STATED TASK - Return the entries below, repeating every line exactly as it appears.

[Records from a data collection]
[START]
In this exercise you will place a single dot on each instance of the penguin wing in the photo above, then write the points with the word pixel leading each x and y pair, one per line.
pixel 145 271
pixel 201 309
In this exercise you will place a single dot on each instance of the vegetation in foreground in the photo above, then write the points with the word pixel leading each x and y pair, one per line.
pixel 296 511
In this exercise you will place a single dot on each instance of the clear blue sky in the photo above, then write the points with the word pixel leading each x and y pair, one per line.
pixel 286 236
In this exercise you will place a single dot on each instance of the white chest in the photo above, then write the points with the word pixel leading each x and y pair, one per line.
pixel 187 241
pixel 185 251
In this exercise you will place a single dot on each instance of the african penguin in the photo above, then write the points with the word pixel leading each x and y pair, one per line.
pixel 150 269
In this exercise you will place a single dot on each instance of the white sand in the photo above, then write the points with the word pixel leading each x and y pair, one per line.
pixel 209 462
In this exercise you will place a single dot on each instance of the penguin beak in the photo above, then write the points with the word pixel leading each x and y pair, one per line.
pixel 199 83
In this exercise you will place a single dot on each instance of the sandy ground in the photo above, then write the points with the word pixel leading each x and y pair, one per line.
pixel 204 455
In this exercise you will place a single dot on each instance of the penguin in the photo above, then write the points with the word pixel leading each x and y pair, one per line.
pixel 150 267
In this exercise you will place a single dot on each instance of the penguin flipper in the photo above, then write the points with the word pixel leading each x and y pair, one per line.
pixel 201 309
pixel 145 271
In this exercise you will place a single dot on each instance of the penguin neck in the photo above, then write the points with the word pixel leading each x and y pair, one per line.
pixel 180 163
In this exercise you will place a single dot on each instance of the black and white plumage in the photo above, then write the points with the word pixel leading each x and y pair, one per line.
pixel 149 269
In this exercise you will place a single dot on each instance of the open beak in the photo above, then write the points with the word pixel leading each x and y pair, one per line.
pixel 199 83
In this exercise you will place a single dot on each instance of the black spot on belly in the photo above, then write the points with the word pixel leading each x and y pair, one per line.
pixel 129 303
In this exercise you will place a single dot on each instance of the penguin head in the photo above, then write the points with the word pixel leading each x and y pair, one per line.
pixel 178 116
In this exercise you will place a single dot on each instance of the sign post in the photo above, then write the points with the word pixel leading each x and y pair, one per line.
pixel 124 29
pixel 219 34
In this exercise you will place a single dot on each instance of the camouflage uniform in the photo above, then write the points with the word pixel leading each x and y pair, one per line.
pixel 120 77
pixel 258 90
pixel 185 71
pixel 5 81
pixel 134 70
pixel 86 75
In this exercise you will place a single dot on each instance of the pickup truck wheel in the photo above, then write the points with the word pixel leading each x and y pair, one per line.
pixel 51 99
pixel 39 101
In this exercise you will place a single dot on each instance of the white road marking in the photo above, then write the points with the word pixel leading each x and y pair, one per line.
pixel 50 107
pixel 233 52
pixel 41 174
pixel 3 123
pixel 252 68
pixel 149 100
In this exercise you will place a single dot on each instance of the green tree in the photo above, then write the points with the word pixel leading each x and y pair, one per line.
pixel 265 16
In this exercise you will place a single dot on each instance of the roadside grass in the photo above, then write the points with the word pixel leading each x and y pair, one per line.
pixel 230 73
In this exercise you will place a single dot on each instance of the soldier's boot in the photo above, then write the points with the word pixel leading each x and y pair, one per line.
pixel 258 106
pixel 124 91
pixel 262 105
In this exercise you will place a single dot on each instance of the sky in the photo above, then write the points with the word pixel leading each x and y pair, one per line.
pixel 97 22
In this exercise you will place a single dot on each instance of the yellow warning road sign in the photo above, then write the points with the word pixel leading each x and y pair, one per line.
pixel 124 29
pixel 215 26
[END]
RESPONSE TO THE EXERCISE -
In this exercise you will place a single dot on each instance of the penguin wing in the photo above, then write the points with the word pixel leading each x and y pair, one per line.
pixel 145 271
pixel 201 309
In this exercise you will place a single dot on each instance of the vegetation in foreground in the photo above, then write the points with the word pixel leading each x and y pair, one per line.
pixel 296 511
In this exercise you will place a single dot on each instance of the clear blue sky in the photo above, then write the points with the word pixel leading each x and y pair, one per line.
pixel 286 236
In this exercise you will place a single dot on each instance of the white chest in the photo above, then write the points with the word pixel leading each x and y pair, one per line.
pixel 187 241
pixel 185 251
In this exercise you will place a single dot on each instance of the african penguin in the photo above, then write the points with the word pixel leading each x and y pair, one per line.
pixel 150 269
In this exercise you will place a single dot on each instance of the white sand in the photo above, then write the points with the word pixel leading each x and y pair, one per line.
pixel 209 462
In this exercise you will place a single dot on each instance of the penguin beak in the photo above, then write the points with the word pixel leading each x and y pair, one per line.
pixel 199 83
In this exercise you will place a single dot on each instance of the sandy ground in the photo above, then write the points with the word pixel leading each x and y pair, one per line.
pixel 204 455
In this exercise you will place a single dot on each instance of the penguin in the photo above, then write the points with the word pixel leading each x and y pair, one per line.
pixel 150 267
In this exercise you will place a single dot on each instance of the penguin flipper in the photo above, then write the points with the word pixel leading each x and y pair, one per line.
pixel 201 309
pixel 145 271
In this exercise you will place a single dot on each instance of the penguin neck in the photo above, then write the points with the word pixel leading each x and y pair, one per line.
pixel 180 163
In this exercise you will place a single dot on each instance of the black and white plumage in the photo above, then write the points with the word pixel leading each x and y pair, one per line.
pixel 149 269
In this exercise you will place a single dot on each instance of the open beak in the photo above, then write the points with the word pixel leading each x and y pair, one per line.
pixel 199 83
In this exercise you will place a single dot on each instance of the black spot on belly in the photo above, then write the points with the word pixel leading each x and y pair, one per line.
pixel 129 303
In this exercise you will place a single dot on each instance of the penguin head in the photo above, then write the points with the word pixel leading each x and y pair, one per line.
pixel 178 116
In this exercise you will place a single dot on each instance of the sign post in the photo above, then write the points with the word pixel leading each x and y pair, one per line.
pixel 124 29
pixel 219 34
In this exercise you will place a single dot on each instance of the camouflage uniform in the photo above, then write the points with the word pixel leading each x and y pair, one per line.
pixel 120 77
pixel 258 90
pixel 185 71
pixel 5 81
pixel 134 70
pixel 86 75
In this exercise you will place a single dot on each instance of the pickup truck wheel in the photo above, then write the points with the word pixel leading each x and y pair, one per line.
pixel 51 99
pixel 39 101
In this exercise you will place a single dot on each instance of the white road marking in the photo above, then write the points with the word pixel leading each x and y pair, one per line.
pixel 50 107
pixel 233 52
pixel 41 174
pixel 3 123
pixel 252 68
pixel 149 100
In this exercise you will place a single dot on each instance of the green tree in the photo above, then write the points with the word pixel leading each x and y pair, one per line.
pixel 265 16
In this exercise you will place a single dot on each instance of the roadside grass in the photo above, then write the points with the word pixel leading each x and y pair, one per line.
pixel 230 73
In this exercise you will place a single dot on each instance of the soldier's boot in the photo above, then write the points with the word pixel leading each x and y pair, one per line.
pixel 258 106
pixel 124 91
pixel 262 105
In this exercise you will place a single dot on each instance of the sky in the photo above, then write the points with the word pixel leading each x and y pair, one per line.
pixel 97 22
In this exercise you will place a single dot on each instance of the yellow warning road sign in the photo above, then write the points with the word pixel leading each x and y pair, one per line.
pixel 124 29
pixel 215 26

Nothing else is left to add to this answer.